MATERIAL SHOWN:
BEGIN

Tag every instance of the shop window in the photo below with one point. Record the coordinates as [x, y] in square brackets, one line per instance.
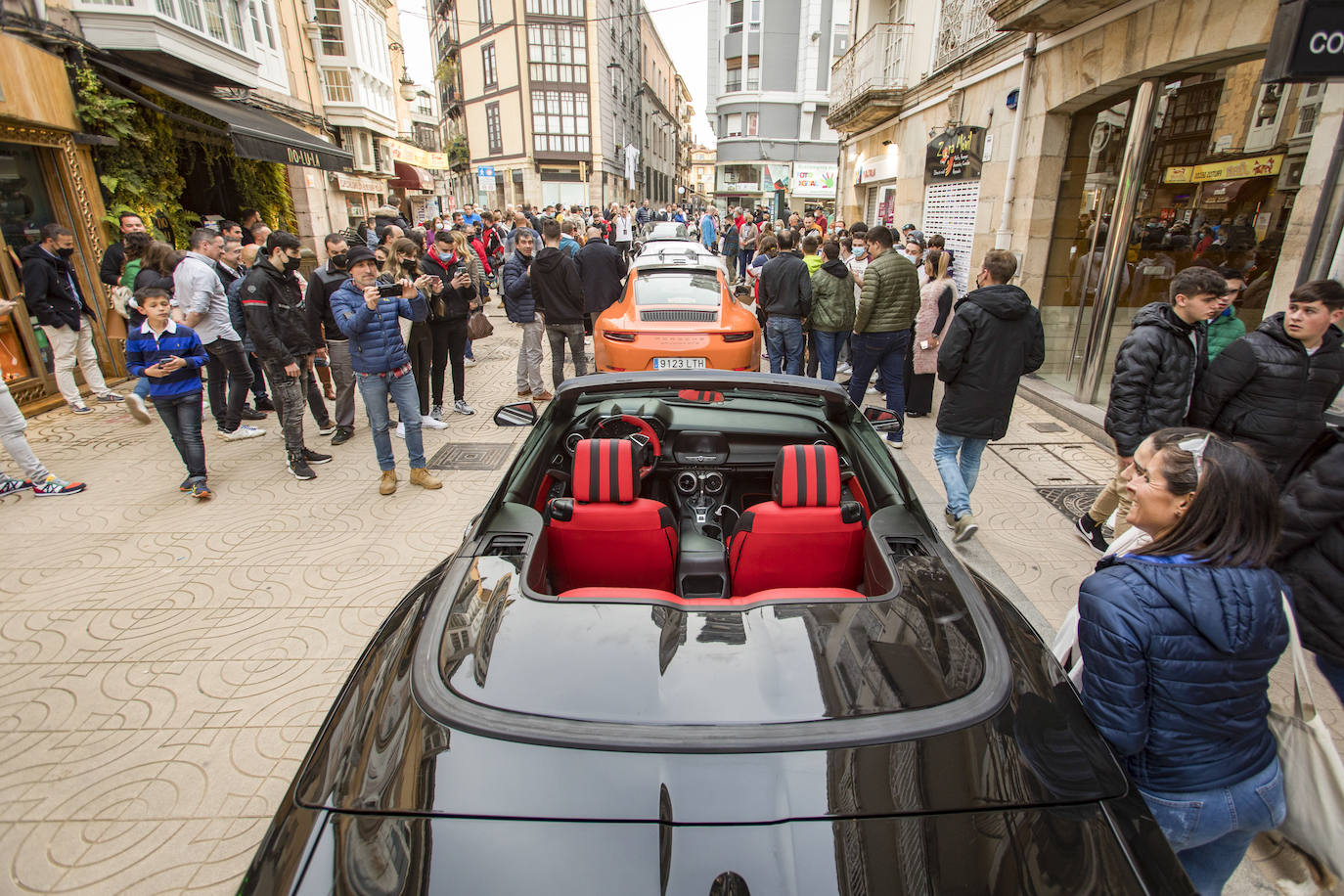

END
BEGIN

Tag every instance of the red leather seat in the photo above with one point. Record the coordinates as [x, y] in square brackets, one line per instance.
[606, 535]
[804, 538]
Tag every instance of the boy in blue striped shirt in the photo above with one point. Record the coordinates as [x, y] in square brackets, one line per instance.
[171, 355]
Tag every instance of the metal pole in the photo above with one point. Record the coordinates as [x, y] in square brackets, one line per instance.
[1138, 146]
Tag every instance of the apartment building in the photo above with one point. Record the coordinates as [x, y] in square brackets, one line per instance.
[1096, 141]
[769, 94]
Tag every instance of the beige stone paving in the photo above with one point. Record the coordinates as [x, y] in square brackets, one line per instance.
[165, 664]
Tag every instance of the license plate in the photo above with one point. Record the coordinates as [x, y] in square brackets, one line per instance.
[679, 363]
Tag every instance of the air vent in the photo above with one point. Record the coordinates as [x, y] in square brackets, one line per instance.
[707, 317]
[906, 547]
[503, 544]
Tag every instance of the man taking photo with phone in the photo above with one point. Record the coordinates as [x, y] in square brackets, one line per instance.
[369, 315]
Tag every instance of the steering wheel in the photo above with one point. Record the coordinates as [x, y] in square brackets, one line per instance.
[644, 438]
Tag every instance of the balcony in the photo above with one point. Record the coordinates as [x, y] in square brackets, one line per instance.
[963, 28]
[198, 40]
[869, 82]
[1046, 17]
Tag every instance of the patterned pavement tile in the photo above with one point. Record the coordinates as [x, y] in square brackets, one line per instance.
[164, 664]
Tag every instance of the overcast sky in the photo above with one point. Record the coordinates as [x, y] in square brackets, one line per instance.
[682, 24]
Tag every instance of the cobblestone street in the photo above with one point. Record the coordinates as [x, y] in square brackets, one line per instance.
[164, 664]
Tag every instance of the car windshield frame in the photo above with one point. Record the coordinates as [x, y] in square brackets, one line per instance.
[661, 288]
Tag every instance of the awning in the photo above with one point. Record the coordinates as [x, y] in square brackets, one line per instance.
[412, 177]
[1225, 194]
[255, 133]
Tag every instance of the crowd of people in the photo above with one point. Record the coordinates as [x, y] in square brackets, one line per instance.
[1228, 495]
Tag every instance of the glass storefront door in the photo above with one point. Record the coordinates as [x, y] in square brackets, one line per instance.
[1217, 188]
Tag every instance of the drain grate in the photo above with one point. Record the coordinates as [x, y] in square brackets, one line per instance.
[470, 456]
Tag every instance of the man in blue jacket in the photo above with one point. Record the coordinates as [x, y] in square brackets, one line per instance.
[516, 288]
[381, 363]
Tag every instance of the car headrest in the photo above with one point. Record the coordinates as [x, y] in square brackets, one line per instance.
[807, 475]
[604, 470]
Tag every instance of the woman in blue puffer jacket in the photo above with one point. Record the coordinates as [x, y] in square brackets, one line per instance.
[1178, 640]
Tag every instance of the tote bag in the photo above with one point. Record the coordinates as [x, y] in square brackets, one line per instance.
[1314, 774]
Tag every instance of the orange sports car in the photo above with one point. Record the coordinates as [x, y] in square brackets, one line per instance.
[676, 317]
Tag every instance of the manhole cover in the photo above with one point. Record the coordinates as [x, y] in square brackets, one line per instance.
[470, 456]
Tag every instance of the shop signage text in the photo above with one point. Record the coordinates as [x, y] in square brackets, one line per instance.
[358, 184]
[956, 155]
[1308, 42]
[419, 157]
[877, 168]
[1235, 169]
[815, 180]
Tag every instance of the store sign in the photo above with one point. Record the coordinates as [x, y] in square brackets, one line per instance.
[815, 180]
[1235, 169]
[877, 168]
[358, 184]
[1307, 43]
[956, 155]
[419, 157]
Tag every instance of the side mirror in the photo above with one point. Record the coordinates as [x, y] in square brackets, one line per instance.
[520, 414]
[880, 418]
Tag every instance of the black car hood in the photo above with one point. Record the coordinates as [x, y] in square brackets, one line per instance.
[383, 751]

END
BEGIN

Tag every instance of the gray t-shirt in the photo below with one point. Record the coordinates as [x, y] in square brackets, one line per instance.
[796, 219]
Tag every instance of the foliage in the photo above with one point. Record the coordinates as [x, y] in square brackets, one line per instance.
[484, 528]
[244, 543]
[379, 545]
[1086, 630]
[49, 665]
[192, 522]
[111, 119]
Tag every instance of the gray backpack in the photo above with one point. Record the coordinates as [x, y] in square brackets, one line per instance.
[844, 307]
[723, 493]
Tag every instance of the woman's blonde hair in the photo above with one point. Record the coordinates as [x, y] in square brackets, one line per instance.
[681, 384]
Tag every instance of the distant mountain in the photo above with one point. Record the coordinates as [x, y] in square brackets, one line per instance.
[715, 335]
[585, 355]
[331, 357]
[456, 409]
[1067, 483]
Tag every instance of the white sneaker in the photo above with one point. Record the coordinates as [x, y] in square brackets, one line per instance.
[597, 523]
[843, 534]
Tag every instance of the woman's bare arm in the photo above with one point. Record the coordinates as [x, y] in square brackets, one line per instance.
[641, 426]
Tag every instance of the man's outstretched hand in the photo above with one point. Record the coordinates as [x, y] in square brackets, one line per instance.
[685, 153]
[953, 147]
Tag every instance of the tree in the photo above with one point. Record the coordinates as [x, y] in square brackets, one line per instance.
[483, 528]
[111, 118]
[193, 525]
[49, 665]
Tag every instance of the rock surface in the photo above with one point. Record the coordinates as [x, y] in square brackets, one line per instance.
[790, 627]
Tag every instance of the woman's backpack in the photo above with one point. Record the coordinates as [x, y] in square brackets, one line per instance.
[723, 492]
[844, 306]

END

Pull out each line of the entries above that contains the word "shop", and list them.

Tag every instance of the shop window in the photo below with one point. Record the coordinates as [x, y] in square brackets, one line per instance.
Tag every instance of the shop signage text in the photo above with one point. Record the coordinates as [x, y] in square brackets, one line per instance.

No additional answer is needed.